WHAT YOU NEED TO DO
State how many lines of the listing below contain the string "roof", giving only the number.

▬▬▬

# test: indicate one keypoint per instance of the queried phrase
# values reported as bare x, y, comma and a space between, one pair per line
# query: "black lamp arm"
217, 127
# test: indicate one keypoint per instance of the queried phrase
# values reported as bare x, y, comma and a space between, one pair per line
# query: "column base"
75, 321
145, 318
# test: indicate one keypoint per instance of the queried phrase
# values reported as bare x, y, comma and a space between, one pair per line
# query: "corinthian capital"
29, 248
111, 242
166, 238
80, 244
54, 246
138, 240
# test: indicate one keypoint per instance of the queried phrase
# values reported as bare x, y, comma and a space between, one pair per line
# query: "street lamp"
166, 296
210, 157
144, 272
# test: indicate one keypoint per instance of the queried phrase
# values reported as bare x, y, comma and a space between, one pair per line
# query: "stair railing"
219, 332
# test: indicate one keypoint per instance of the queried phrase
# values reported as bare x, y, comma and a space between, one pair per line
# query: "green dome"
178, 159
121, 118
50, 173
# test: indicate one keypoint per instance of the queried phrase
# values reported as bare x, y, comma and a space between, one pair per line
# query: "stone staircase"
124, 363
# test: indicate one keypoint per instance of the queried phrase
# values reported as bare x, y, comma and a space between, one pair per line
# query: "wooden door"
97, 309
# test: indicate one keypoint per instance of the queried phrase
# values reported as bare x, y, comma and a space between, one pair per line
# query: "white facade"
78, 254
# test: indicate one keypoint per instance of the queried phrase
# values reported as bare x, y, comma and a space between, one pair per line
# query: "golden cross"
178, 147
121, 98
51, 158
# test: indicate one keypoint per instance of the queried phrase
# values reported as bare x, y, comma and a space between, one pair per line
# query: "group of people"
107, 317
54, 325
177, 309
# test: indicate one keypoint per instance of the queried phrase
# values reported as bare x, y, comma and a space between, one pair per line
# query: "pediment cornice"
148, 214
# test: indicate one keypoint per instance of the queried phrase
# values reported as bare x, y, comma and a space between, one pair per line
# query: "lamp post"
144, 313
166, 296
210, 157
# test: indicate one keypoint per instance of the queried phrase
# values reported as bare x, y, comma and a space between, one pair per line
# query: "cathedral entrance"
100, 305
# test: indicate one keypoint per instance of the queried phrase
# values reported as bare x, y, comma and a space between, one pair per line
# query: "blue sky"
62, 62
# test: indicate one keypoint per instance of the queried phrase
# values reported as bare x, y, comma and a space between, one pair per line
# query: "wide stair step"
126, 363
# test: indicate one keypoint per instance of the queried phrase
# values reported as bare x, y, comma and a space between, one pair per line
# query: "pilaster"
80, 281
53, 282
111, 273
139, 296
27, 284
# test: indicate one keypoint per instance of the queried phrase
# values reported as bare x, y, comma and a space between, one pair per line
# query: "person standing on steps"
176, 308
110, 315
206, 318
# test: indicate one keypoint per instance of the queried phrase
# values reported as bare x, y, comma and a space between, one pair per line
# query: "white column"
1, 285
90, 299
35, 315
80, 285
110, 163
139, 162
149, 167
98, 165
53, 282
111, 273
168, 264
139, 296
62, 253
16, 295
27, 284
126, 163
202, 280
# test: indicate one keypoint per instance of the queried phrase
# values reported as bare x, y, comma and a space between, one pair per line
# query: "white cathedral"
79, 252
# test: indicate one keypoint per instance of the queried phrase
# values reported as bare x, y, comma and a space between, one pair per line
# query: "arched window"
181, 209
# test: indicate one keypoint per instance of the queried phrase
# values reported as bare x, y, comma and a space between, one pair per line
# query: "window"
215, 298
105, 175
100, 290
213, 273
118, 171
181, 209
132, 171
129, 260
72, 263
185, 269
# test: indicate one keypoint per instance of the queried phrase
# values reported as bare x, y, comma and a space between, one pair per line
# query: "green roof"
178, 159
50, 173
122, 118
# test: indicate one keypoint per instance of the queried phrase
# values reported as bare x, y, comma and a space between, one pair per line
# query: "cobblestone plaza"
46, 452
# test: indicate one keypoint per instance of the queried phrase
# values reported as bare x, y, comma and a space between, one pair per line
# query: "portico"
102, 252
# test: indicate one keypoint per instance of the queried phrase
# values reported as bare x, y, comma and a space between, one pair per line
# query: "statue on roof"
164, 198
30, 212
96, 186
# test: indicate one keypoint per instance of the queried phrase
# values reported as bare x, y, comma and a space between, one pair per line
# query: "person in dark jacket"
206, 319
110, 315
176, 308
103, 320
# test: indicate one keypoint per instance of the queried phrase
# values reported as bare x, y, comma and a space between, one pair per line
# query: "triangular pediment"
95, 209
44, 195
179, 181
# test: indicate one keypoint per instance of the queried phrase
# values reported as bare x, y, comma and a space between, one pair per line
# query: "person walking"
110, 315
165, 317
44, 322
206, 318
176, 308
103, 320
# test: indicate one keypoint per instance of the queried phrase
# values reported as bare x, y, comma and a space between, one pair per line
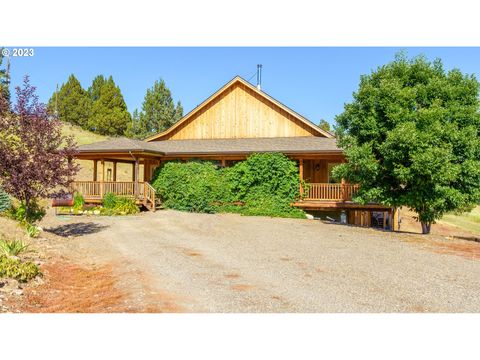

▬▬▬

FINISHED EXERCISE
2